##### AVAILABLE DATA
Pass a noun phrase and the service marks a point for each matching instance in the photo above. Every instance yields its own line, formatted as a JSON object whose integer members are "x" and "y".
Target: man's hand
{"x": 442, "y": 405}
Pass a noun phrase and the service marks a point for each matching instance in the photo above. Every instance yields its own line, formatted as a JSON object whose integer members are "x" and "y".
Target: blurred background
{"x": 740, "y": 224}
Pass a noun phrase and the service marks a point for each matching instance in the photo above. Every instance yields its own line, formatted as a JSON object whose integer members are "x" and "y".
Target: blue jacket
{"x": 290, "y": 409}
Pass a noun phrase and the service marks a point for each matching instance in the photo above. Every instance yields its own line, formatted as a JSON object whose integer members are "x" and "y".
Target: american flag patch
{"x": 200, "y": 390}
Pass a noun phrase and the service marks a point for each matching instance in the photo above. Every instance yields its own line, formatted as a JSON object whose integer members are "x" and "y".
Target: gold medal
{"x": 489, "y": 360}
##########
#### TASK DESCRIPTION:
Exactly reproduce all of the entries above.

#### OUTPUT FOR THIS TASK:
Pass a noun phrase and the service marks a point for each matching instance in the photo above. Every instance yields its own line, formatted as a JSON object whose integer members are "x" and "y".
Target: man's hand
{"x": 442, "y": 405}
Pass a noun phrase and the service marks a point for each matching instance in the photo above. Every instance yields its own line, formatted as a JSON object whose integer members are "x" and "y".
Target: blurred background
{"x": 740, "y": 224}
Pass a noun phrase and the service marks a point for each matching instance in the photo above. Every instance yields its own line, formatted as a JSON object whose integer members are "x" and "y".
Target: blue jacket
{"x": 290, "y": 409}
Pass a noun phrase and the service marks a point for each matching instance in the photo above. Every instance yields its own line, formatted as a JSON object whose integer members are "x" and "y".
Target: american flag patch
{"x": 200, "y": 390}
Pass a noun phrase and the service marks a point for each matching instance in the photo above. Every instance yields its own line, formatted as a JSON object whose integer members are "x" and "y".
Target: gold medal
{"x": 489, "y": 360}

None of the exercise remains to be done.